▶ _Work to do_
Write out the lines of the records below, from the line holding "Detect ghost crab" through the end of the records, inclusive.

▶ _Supplied data_
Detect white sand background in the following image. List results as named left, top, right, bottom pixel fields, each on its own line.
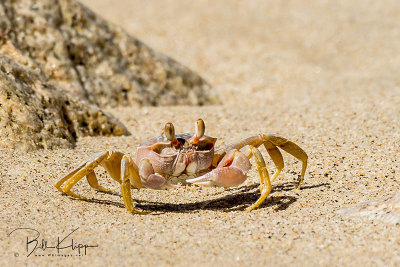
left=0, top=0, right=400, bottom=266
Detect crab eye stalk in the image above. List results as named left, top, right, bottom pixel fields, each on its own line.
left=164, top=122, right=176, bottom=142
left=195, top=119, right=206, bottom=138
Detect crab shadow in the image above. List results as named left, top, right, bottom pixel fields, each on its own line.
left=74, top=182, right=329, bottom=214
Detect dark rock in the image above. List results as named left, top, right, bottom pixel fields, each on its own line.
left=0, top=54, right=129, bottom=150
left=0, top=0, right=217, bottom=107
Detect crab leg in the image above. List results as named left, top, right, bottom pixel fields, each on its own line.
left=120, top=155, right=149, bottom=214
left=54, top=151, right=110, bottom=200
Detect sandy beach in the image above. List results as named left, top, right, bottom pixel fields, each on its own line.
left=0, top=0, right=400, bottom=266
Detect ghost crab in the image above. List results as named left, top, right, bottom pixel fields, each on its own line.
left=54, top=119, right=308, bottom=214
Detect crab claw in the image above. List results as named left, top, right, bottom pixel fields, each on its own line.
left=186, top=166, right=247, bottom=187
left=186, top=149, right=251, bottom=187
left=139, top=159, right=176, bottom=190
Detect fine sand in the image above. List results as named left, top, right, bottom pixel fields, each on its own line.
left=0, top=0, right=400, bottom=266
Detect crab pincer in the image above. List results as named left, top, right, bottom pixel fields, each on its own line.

▶ _Correct response_
Detect ghost crab in the image above. List results as named left, top, right, bottom pixel fields, each on its own line.
left=54, top=119, right=308, bottom=214
Detect crab claw in the image above. List results as named left, top, right, bottom pixel fields, each on its own line.
left=186, top=166, right=247, bottom=187
left=186, top=149, right=251, bottom=187
left=139, top=159, right=176, bottom=190
Detect fine sand in the image above. List results as named left, top, right, bottom pixel fields, each on its own line.
left=0, top=0, right=400, bottom=266
Detect crab pincer in the image above. List results as named left, top, right, bottom pixel fields, each on its own line.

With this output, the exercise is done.